ENTRIES SHOWN ->
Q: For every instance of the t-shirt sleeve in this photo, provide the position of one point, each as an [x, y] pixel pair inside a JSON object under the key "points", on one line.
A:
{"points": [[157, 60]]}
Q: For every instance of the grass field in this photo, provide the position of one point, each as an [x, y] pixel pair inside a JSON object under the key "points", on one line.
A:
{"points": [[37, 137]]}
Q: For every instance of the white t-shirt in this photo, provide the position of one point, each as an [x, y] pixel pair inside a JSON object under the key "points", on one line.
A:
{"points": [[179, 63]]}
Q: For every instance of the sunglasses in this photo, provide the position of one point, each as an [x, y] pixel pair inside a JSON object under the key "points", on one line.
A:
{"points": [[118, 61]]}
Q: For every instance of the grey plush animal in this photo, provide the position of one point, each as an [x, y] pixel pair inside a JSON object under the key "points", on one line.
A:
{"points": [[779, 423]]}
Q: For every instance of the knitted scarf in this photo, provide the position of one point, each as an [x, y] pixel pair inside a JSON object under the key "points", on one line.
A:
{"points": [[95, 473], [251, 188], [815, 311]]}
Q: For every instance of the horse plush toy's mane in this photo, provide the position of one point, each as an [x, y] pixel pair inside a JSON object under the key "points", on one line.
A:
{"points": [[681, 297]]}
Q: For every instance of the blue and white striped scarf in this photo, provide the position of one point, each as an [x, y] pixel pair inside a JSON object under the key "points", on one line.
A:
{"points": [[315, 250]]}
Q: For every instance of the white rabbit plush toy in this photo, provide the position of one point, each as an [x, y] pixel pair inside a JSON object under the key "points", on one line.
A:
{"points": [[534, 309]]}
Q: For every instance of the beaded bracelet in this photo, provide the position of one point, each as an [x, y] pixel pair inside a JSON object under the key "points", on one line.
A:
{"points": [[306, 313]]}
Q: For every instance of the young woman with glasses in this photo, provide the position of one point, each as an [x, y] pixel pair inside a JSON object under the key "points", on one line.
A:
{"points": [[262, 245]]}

* * *

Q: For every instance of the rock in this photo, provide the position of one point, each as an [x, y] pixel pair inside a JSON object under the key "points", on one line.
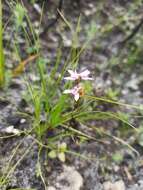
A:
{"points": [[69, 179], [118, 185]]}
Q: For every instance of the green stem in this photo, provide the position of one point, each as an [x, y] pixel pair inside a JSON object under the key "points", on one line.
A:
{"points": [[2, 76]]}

ACTIVITY -> Search the data for "scarf". Copy every matching line.

ANSWER TO THIS PROBLEM ->
Q: For every instance of the knitted scarf in this photo, provide the position of one point, each as an [x, y] pixel pair inside a JSON object under the key "points", on one line.
Q: For every instance of the blue and white striped scarf in this photo, provide the position of one point, each as an [x, y] pixel pair inside a JSON object under the key "points", on one line.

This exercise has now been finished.